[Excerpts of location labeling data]
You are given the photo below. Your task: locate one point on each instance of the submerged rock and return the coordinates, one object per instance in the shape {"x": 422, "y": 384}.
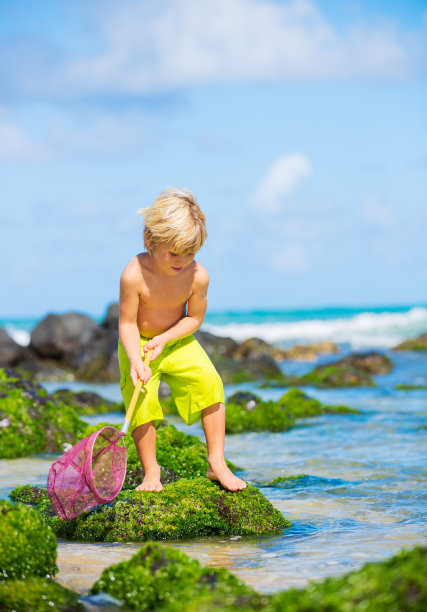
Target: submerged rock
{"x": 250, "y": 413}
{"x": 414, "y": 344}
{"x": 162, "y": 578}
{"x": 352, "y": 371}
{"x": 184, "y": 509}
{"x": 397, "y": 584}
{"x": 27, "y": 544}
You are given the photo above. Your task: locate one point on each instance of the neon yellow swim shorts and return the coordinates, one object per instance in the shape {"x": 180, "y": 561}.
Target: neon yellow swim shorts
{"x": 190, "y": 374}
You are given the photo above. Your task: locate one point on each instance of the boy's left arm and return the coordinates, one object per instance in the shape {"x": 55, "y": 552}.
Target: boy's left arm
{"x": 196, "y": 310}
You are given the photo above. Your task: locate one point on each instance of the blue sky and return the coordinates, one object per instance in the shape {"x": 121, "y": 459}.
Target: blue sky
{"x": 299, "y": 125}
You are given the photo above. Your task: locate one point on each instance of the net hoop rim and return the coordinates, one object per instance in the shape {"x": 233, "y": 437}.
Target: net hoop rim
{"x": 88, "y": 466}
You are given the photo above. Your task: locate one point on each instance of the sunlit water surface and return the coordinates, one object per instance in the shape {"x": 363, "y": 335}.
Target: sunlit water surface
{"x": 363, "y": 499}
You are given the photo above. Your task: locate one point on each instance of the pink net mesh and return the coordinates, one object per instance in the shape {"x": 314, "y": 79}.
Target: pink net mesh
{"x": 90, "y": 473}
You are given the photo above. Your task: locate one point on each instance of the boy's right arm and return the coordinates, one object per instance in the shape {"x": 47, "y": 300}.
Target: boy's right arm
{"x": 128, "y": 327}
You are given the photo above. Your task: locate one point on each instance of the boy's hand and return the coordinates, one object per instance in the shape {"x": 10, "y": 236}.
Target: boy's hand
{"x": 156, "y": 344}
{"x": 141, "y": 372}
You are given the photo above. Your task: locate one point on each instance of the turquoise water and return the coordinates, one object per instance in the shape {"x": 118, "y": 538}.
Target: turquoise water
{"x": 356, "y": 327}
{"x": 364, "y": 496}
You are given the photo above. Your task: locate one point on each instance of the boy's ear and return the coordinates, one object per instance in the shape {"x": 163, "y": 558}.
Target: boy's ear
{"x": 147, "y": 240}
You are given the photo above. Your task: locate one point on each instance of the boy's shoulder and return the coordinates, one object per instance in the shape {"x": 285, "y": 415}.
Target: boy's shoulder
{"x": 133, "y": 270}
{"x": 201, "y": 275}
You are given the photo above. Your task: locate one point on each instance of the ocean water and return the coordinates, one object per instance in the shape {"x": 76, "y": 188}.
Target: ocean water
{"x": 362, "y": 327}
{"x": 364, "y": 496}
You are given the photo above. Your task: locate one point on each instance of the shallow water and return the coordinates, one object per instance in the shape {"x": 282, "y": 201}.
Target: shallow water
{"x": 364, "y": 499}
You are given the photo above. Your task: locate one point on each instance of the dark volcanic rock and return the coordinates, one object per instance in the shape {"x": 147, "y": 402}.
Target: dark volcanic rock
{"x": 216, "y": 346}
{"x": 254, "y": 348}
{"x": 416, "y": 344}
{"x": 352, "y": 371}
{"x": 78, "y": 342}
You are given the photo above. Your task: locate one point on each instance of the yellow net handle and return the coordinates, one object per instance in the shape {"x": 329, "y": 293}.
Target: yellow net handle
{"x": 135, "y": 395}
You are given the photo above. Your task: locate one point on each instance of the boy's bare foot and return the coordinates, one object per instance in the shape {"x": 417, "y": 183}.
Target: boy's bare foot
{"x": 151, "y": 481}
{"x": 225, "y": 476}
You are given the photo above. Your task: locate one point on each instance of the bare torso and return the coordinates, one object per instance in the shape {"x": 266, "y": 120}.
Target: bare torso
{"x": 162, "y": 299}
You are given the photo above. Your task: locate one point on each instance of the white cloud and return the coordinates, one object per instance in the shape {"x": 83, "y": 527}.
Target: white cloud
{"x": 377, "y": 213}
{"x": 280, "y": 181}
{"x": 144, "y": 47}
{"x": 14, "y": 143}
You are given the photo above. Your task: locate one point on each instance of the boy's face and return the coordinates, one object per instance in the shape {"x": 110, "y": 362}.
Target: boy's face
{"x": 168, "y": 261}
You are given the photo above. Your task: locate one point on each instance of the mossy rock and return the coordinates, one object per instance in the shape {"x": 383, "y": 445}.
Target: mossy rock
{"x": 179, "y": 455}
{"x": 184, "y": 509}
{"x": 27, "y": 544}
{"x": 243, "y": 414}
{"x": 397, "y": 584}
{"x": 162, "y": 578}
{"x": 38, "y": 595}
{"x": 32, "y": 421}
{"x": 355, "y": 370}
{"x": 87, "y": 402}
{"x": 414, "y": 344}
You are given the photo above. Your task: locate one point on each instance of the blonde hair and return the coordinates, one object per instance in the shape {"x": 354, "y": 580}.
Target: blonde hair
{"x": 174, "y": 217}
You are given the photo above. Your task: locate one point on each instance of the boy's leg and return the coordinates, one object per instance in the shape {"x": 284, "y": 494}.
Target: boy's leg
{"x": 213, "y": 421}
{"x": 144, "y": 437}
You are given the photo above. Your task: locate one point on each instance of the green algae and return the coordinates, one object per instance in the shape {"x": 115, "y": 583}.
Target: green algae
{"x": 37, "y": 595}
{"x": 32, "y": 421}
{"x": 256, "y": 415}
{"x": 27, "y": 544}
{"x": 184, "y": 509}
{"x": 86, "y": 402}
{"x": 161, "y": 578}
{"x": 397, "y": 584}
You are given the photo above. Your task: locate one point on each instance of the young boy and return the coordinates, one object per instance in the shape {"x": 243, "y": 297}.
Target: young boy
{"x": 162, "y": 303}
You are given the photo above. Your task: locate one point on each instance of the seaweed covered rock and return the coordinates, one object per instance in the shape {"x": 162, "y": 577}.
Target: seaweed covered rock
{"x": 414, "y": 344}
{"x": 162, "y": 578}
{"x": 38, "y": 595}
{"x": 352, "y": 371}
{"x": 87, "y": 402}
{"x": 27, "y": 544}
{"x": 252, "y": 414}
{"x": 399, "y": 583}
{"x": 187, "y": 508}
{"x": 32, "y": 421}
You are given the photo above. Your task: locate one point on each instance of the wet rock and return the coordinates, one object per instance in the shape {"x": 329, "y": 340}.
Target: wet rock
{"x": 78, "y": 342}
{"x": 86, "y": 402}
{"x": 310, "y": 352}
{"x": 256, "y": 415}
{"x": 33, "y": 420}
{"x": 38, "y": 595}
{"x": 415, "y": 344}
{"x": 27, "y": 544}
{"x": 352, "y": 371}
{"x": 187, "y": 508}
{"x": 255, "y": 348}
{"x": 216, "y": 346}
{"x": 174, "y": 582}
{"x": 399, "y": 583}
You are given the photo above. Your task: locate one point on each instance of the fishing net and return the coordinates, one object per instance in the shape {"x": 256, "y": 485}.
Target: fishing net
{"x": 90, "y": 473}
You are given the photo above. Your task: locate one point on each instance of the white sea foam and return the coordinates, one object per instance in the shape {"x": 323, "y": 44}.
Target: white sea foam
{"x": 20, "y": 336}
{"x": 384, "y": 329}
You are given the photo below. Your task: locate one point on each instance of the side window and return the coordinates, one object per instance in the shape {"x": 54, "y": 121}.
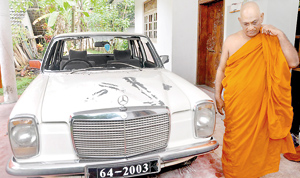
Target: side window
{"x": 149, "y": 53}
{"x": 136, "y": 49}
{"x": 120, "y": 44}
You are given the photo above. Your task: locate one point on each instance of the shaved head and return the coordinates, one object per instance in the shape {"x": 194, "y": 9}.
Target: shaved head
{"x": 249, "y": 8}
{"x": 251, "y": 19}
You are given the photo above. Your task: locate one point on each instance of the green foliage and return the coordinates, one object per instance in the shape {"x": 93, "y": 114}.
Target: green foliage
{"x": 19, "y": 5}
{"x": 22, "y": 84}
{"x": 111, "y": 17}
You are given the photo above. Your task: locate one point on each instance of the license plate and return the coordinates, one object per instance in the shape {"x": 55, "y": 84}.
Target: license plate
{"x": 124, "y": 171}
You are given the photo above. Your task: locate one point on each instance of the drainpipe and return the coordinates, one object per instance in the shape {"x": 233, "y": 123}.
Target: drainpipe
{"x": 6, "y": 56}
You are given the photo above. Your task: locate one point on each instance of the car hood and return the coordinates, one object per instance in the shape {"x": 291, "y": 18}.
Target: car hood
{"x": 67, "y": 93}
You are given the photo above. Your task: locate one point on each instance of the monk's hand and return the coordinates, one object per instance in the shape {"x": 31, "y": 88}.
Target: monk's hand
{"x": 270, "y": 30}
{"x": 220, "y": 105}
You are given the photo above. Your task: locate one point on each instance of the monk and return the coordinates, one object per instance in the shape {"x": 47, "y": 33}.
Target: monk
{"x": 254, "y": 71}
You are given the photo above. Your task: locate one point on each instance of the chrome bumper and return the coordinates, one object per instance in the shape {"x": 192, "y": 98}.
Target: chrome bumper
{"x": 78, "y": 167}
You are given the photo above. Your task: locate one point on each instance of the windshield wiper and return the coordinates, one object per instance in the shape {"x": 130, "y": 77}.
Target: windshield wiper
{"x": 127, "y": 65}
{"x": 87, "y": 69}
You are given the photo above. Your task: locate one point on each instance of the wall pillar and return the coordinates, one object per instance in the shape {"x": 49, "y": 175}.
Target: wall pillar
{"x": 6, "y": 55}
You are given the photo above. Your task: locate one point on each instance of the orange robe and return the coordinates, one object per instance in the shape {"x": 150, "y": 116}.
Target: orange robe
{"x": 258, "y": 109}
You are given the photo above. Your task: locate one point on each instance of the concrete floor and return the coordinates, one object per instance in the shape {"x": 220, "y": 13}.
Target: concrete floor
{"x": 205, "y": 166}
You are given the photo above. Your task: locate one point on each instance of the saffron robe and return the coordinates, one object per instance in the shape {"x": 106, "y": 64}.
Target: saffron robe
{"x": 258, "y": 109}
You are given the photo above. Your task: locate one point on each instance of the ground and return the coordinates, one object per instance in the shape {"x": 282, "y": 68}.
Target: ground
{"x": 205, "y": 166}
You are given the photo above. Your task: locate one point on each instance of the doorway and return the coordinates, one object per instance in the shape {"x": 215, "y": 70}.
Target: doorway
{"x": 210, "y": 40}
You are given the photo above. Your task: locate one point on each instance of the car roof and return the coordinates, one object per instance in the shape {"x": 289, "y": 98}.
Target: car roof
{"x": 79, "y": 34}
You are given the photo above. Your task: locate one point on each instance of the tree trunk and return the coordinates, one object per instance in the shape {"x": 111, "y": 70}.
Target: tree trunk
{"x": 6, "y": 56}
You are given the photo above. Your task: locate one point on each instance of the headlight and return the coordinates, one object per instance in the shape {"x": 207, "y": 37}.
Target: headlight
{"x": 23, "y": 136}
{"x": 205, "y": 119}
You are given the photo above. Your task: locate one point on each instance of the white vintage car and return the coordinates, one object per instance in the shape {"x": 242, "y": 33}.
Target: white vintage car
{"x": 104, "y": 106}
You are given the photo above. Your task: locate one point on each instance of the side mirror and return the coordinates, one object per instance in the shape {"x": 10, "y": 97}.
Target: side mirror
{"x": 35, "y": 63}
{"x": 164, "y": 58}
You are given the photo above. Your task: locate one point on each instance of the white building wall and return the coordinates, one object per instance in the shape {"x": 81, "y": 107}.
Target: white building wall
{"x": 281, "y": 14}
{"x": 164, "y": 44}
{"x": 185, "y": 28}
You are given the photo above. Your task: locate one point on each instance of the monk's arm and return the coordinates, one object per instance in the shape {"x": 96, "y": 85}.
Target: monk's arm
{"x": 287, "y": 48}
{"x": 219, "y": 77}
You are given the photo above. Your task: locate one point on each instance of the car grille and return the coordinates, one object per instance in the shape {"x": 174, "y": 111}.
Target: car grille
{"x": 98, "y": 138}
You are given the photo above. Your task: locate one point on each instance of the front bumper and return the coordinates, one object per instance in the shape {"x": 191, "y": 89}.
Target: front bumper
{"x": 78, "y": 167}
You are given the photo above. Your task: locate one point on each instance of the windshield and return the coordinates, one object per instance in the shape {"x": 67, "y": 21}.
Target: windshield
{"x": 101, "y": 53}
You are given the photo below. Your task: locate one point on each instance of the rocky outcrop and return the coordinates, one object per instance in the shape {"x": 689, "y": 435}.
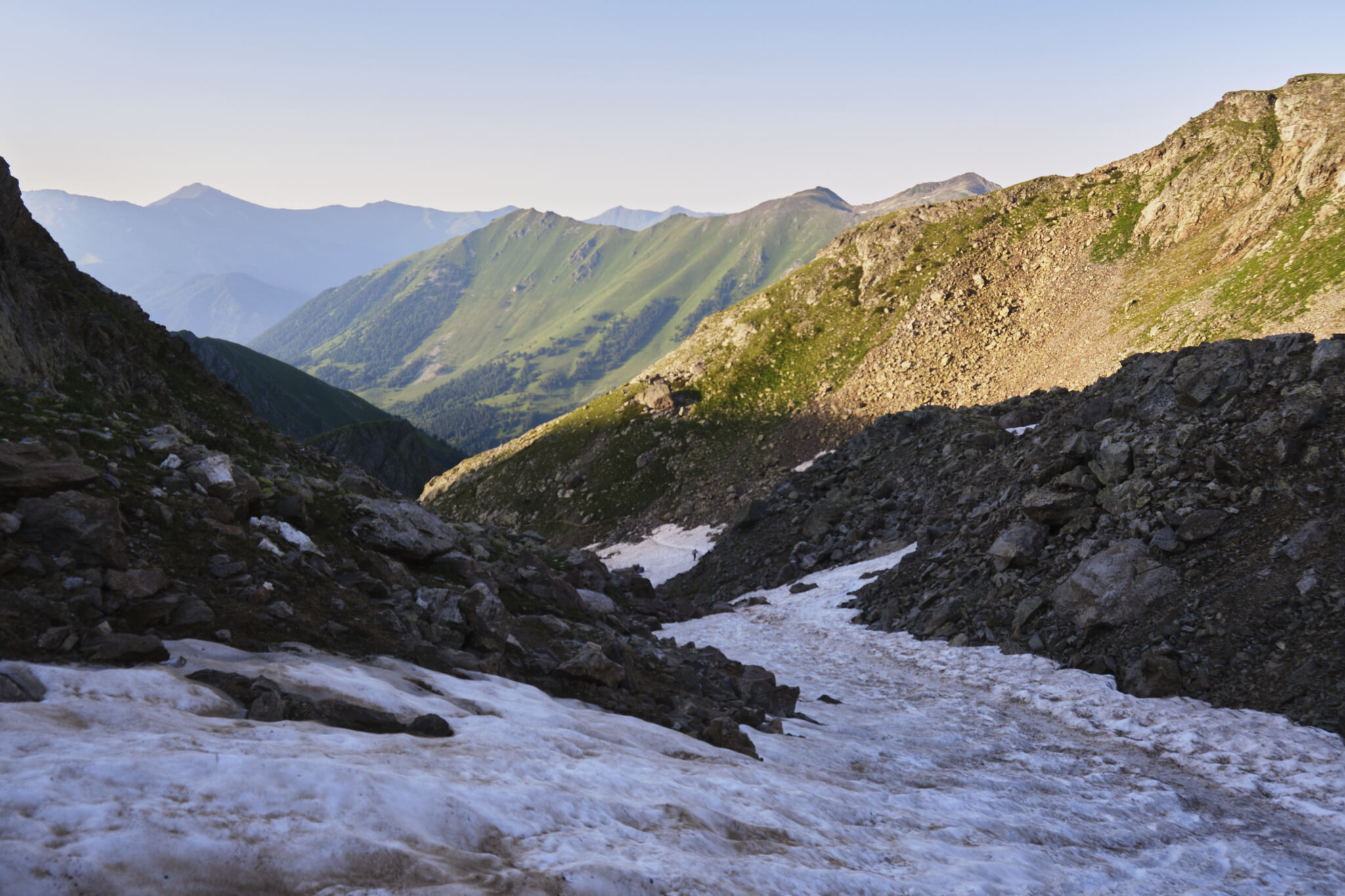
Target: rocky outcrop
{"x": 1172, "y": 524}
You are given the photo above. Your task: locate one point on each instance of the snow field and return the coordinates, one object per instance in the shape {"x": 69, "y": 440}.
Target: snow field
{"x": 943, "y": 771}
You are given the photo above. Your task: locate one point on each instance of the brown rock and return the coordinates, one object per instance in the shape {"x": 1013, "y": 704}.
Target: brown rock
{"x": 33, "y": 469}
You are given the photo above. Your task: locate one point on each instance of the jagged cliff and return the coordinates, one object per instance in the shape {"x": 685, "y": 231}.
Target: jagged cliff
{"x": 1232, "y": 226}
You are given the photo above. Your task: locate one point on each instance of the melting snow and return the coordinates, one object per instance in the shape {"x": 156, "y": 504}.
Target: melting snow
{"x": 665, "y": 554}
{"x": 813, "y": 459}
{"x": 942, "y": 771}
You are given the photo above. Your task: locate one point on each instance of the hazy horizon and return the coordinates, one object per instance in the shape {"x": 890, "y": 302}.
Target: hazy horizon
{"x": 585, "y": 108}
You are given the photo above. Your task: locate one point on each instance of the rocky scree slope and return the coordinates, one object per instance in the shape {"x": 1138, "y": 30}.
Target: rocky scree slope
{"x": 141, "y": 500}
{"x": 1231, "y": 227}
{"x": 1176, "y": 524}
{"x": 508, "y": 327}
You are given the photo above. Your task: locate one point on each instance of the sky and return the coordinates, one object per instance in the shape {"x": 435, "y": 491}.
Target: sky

Requirements: Write out exactly the lines starting with the one that holds "the rocky scree" and running through the last line above.

The solution:
You are given the photo above. Your task: locate one point on each instance of the rocky scree slope and return the coordinates, one object per instance in the shape {"x": 1138, "y": 30}.
Target: rocky scree slope
{"x": 141, "y": 500}
{"x": 1231, "y": 227}
{"x": 1176, "y": 524}
{"x": 508, "y": 327}
You are given the photo above. Your task: locate one point on each instance of the sky and return the coordinates, one object per instance in the shape {"x": 435, "y": 491}.
Target: sky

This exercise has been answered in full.